Segment Open

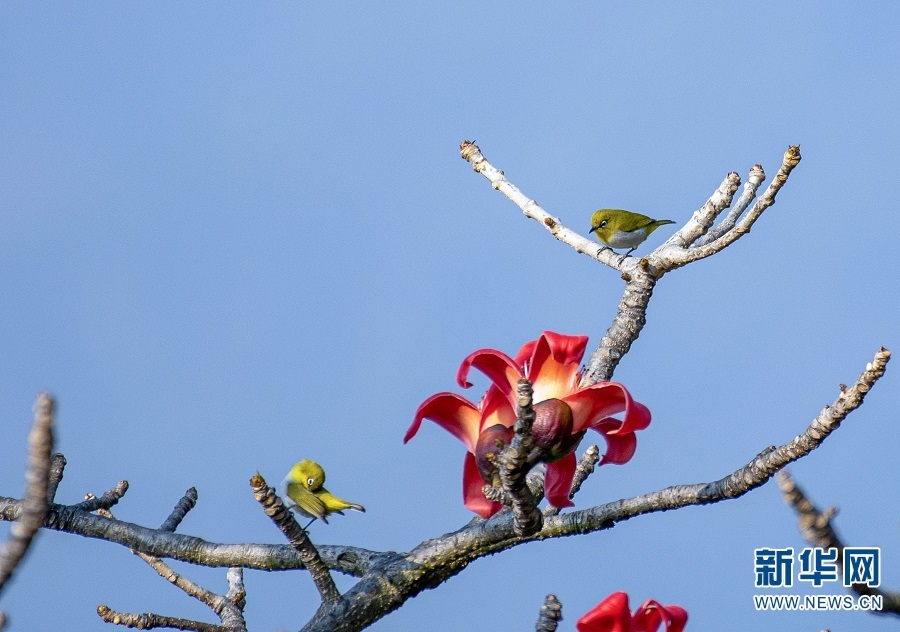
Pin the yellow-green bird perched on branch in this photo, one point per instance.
(616, 228)
(304, 494)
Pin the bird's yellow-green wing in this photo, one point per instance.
(335, 504)
(307, 502)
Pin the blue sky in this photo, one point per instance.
(234, 237)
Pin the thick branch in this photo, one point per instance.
(514, 463)
(268, 557)
(433, 561)
(35, 506)
(630, 319)
(816, 528)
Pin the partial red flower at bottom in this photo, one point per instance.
(613, 615)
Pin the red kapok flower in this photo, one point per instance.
(563, 409)
(613, 615)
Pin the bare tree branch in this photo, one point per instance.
(514, 463)
(33, 509)
(642, 274)
(228, 608)
(187, 502)
(284, 520)
(550, 615)
(585, 468)
(816, 528)
(148, 620)
(58, 465)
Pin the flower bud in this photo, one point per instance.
(490, 442)
(552, 429)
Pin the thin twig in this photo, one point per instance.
(187, 502)
(585, 468)
(284, 520)
(58, 465)
(757, 177)
(816, 528)
(35, 506)
(550, 615)
(470, 152)
(149, 620)
(108, 500)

Segment Closed

What is required:
Copy each line exactly, beginning at the one with "Pin the bare" and stopping after the last line of the entries. Include nothing else.

Result for this task:
Pin the bare tree branch in this photo, one point per instance.
(514, 463)
(33, 509)
(642, 274)
(228, 608)
(187, 502)
(284, 520)
(550, 615)
(585, 468)
(816, 528)
(148, 620)
(58, 465)
Pin the flower bud in this photo, one point per instance.
(490, 442)
(552, 429)
Pin the thin twig in this photo, one point per instance.
(187, 502)
(585, 468)
(284, 520)
(58, 465)
(757, 177)
(816, 528)
(35, 506)
(550, 615)
(470, 152)
(149, 620)
(108, 500)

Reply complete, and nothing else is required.